• Exercise objective
Please copy the last part of the entries exactly: the line that has "pixel 449 73" and every line up to and including the end, nothing more.

• The input
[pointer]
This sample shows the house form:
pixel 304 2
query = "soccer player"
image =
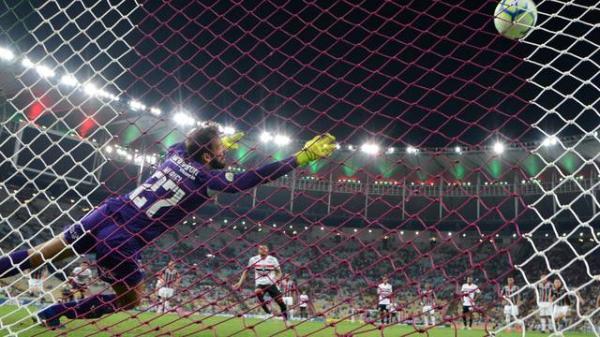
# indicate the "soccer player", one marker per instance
pixel 384 292
pixel 122 226
pixel 36 282
pixel 304 299
pixel 169 280
pixel 545 301
pixel 288 287
pixel 267 274
pixel 428 300
pixel 512 300
pixel 560 310
pixel 80 279
pixel 470 292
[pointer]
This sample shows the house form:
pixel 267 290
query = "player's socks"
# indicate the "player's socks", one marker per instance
pixel 14 263
pixel 92 307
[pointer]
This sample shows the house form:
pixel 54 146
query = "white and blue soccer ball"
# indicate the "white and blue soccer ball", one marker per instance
pixel 514 19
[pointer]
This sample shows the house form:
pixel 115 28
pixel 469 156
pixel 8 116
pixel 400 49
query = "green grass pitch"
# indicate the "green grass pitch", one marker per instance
pixel 150 324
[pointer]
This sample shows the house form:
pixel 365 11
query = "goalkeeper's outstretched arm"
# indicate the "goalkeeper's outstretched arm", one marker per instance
pixel 317 148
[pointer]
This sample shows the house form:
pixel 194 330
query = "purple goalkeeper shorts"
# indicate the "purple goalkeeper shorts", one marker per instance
pixel 116 249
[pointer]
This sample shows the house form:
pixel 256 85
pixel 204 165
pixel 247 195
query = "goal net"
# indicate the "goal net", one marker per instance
pixel 463 159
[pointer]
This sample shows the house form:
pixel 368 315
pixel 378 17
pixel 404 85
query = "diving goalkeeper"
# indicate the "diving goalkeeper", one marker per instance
pixel 122 226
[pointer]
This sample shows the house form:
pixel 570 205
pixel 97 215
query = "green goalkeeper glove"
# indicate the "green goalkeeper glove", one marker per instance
pixel 317 148
pixel 231 142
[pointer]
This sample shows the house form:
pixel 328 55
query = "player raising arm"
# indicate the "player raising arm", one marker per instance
pixel 120 227
pixel 384 292
pixel 428 301
pixel 470 292
pixel 267 274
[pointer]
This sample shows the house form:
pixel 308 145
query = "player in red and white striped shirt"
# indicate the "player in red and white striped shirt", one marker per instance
pixel 267 274
pixel 168 280
pixel 428 299
pixel 544 301
pixel 512 300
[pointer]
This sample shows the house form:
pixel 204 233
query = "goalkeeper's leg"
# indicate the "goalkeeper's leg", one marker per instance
pixel 95 306
pixel 80 236
pixel 116 268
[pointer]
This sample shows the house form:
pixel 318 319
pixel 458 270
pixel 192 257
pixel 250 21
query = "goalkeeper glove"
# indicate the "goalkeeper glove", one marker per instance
pixel 231 142
pixel 317 148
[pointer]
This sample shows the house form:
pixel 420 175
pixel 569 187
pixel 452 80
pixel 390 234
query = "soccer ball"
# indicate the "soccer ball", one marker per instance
pixel 515 18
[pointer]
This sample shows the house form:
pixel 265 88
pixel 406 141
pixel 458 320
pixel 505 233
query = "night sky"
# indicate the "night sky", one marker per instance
pixel 402 73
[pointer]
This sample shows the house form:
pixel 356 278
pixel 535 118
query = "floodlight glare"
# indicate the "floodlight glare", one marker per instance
pixel 155 111
pixel 266 137
pixel 412 150
pixel 69 80
pixel 136 105
pixel 183 119
pixel 281 140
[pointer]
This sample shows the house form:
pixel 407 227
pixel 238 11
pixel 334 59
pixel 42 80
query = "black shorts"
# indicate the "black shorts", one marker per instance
pixel 270 289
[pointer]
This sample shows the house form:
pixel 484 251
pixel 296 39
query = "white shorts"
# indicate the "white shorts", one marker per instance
pixel 512 310
pixel 560 311
pixel 545 308
pixel 166 292
pixel 288 300
pixel 35 284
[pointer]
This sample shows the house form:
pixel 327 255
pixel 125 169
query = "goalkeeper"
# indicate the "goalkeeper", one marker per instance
pixel 120 227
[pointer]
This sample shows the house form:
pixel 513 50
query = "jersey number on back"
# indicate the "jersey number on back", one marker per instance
pixel 161 182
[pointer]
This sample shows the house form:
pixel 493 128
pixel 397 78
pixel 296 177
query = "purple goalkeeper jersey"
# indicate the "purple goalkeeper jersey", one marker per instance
pixel 179 186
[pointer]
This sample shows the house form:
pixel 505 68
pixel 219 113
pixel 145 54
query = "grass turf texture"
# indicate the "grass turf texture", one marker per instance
pixel 151 324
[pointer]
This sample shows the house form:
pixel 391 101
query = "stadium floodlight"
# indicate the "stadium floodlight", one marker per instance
pixel 183 119
pixel 266 137
pixel 69 80
pixel 6 54
pixel 27 63
pixel 155 111
pixel 136 105
pixel 498 148
pixel 550 141
pixel 281 140
pixel 370 148
pixel 44 71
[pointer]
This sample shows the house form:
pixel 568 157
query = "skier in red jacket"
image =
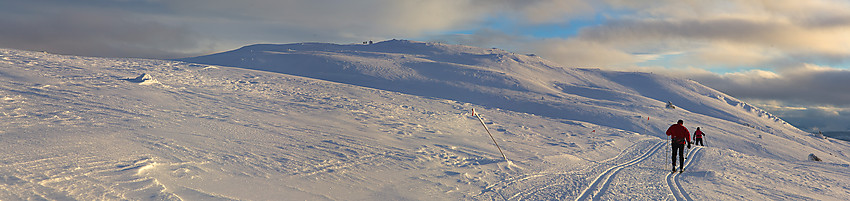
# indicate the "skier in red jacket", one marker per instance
pixel 680 136
pixel 698 137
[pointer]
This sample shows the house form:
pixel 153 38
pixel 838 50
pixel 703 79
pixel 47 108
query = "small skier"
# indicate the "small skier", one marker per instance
pixel 698 137
pixel 680 136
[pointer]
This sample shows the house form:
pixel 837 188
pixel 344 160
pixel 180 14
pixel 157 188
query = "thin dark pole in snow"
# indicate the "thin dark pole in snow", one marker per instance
pixel 488 133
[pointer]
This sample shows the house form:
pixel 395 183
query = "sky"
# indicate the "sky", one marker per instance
pixel 789 57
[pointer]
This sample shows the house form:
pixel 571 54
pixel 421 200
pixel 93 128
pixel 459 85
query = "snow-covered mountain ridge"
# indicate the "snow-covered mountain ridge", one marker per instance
pixel 387 121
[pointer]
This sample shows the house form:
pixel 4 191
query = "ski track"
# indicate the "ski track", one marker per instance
pixel 499 187
pixel 672 180
pixel 603 180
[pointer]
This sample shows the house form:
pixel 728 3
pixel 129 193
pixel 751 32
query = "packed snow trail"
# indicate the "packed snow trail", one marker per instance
pixel 676 188
pixel 603 180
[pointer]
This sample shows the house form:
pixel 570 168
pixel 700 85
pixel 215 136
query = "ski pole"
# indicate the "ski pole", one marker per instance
pixel 488 133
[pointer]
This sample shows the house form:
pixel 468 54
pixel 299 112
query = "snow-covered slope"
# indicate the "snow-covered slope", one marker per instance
pixel 388 121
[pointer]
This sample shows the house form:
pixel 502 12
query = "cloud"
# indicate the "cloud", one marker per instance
pixel 94 33
pixel 806 84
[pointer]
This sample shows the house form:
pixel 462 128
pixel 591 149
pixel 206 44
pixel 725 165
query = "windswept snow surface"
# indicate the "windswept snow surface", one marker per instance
pixel 387 121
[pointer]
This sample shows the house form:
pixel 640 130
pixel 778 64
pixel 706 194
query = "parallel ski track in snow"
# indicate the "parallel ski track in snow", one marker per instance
pixel 676 189
pixel 499 187
pixel 603 180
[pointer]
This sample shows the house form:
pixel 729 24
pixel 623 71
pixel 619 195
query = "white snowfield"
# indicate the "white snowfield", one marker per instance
pixel 387 121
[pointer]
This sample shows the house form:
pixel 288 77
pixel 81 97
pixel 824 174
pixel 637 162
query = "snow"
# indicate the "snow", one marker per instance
pixel 387 121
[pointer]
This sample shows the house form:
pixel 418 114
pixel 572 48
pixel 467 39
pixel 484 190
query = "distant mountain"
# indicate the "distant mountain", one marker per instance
pixel 500 79
pixel 387 121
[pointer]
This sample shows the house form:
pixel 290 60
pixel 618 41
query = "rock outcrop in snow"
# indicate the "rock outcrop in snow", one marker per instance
pixel 144 79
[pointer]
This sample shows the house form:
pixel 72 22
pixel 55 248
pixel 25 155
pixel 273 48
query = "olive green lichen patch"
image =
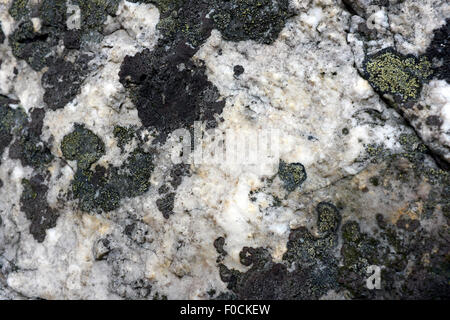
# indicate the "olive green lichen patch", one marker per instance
pixel 95 12
pixel 28 146
pixel 19 9
pixel 123 136
pixel 2 35
pixel 292 174
pixel 34 204
pixel 103 188
pixel 11 121
pixel 328 218
pixel 83 146
pixel 390 72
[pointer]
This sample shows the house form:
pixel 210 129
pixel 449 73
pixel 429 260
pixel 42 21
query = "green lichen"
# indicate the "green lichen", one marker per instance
pixel 30 46
pixel 259 20
pixel 292 174
pixel 401 76
pixel 95 12
pixel 123 136
pixel 83 146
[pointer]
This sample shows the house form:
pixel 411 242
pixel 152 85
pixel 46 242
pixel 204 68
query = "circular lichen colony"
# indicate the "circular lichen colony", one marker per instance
pixel 392 73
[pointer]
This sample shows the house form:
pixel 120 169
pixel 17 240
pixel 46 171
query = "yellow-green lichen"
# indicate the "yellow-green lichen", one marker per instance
pixel 401 76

• Response
pixel 449 73
pixel 429 260
pixel 42 21
query = "green lichen"
# indicate the "green lichen", one marker per instance
pixel 30 46
pixel 259 20
pixel 292 174
pixel 401 76
pixel 95 12
pixel 123 136
pixel 83 146
[pointer]
This sample shows the house form:
pixel 411 242
pixel 152 85
pixel 46 242
pixel 204 68
query = "circular lichen colony"
# indicate the "circular lichen colony", one marker per instance
pixel 392 73
[pointer]
This sample shows the house form:
pixel 120 169
pixel 17 240
pixel 46 171
query = "yellow-green lichen"
# indicate the "yellow-green lichen", one marker per instance
pixel 401 76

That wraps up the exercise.